Does that bother anybody? Not the voters, at least so far.

If you have a job anywhere in state government, it's pretty likely you're carrying a grudge against term limits. There's a growing consensus among both legislators and executives in the 15 term-limited states that the system has weakened legislatures, draining them of experienced leadership and leaving inexperienced replacements at the mercy of lobbyists and bureaucrats with greater career stability.

A new study of the California's once-proud legislature from the state's Public Policy Institute offers some hard data to back up those opinions. The institute examined the progress of 2,000 bills introduced both before and after term limits and found that inexperienced committee chairs under the new regime are less likely to act as legislative "gatekeepers" in the traditional way. Instead, they push through more bills that lack polish and are then gutted as they make their way through the process. Term-limited legislators made half as many changes to governors' budgets than their more experienced predecessors and offered weaker executive branch oversight in general.

[Excerpts from a point labeling dataset]
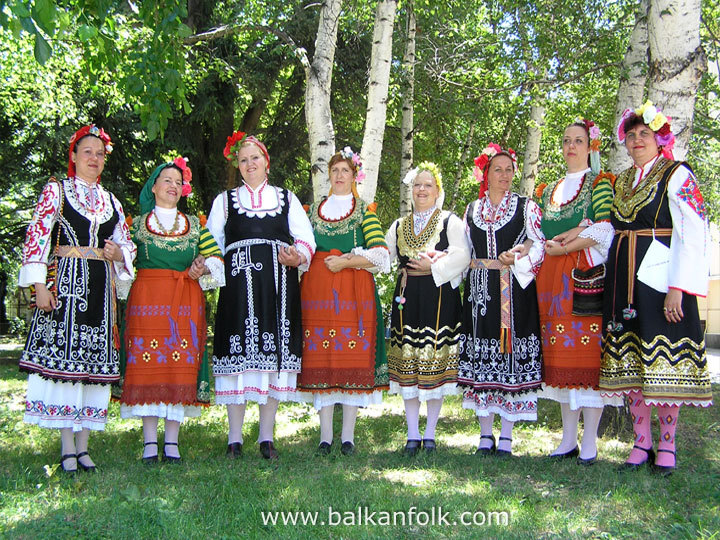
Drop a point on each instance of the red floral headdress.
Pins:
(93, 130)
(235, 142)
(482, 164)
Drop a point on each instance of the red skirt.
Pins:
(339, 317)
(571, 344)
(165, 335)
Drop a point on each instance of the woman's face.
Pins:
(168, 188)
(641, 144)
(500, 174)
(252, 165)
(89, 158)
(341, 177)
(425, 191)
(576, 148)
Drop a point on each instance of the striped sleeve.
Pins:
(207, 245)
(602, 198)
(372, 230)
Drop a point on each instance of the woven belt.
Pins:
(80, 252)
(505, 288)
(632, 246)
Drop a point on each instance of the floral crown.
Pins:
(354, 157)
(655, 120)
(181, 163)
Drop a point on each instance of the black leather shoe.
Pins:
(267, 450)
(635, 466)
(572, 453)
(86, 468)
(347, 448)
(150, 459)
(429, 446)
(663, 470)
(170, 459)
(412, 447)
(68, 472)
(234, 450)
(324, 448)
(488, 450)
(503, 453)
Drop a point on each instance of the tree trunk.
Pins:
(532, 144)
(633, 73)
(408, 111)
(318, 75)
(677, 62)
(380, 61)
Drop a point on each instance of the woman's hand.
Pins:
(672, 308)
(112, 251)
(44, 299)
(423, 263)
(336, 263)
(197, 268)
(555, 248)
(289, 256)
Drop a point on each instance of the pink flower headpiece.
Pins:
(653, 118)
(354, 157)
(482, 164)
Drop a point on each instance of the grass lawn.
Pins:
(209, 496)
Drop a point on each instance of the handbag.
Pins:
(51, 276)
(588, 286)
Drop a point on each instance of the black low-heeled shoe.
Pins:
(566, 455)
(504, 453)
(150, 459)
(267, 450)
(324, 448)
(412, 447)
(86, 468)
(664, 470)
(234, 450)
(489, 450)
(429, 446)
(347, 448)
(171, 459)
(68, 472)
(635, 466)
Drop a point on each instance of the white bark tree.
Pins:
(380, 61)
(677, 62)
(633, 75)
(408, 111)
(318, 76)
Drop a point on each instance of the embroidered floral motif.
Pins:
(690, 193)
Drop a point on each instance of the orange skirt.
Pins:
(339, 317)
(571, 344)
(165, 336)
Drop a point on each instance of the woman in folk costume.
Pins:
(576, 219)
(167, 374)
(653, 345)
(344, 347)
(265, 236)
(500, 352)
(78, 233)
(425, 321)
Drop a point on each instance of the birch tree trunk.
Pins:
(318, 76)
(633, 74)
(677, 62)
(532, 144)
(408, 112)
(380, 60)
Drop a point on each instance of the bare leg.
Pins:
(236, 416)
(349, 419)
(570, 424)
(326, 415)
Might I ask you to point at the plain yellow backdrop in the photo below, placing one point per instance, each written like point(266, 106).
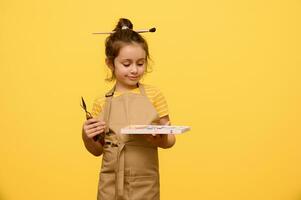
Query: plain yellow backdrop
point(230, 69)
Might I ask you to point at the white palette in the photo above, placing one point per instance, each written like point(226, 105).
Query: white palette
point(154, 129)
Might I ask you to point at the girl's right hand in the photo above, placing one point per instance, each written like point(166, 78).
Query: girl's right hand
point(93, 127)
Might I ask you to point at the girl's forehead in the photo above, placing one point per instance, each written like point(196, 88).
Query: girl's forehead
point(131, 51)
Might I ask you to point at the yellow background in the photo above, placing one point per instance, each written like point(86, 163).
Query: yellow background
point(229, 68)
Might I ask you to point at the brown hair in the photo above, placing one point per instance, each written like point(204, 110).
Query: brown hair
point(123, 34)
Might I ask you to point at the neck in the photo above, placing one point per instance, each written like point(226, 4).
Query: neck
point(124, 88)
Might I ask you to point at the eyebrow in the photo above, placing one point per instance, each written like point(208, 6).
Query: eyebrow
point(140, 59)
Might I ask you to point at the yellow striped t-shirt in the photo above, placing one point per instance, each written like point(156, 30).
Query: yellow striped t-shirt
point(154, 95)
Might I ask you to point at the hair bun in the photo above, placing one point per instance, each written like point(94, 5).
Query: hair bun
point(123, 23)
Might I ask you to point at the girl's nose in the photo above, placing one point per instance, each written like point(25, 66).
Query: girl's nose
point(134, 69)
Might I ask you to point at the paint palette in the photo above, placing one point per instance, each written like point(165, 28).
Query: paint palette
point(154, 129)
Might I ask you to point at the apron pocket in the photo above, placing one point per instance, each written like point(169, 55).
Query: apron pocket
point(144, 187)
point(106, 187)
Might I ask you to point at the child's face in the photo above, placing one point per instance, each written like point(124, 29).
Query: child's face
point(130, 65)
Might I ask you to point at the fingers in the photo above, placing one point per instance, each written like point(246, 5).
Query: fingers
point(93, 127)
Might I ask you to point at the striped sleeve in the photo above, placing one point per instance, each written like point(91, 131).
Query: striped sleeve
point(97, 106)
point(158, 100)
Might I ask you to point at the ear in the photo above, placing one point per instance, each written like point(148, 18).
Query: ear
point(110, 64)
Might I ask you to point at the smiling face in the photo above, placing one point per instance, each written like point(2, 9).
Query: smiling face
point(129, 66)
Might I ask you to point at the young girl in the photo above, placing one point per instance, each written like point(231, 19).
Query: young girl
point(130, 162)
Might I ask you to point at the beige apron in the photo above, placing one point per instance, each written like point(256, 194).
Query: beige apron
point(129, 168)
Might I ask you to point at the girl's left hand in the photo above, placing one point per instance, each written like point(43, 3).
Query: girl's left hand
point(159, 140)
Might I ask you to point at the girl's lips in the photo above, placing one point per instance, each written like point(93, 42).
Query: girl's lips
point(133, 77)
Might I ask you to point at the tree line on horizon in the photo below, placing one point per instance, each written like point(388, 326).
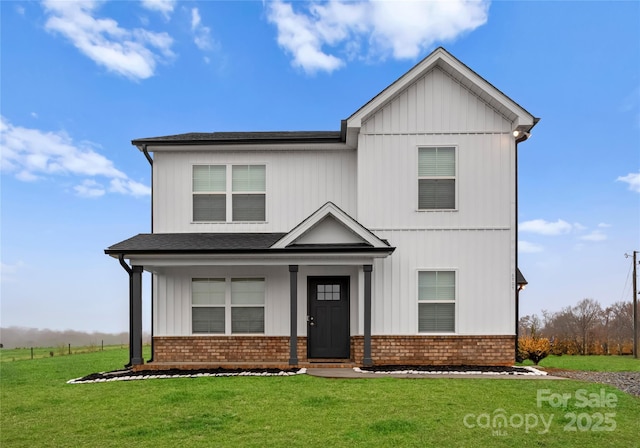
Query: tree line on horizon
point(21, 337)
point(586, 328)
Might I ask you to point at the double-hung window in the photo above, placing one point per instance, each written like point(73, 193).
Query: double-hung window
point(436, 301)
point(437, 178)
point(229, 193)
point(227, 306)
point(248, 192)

[Exercise aim]
In the source text on term limits, how many bills did the Public Policy Institute study examine?

[The output]
2,000 bills, introduced both before and after term limits.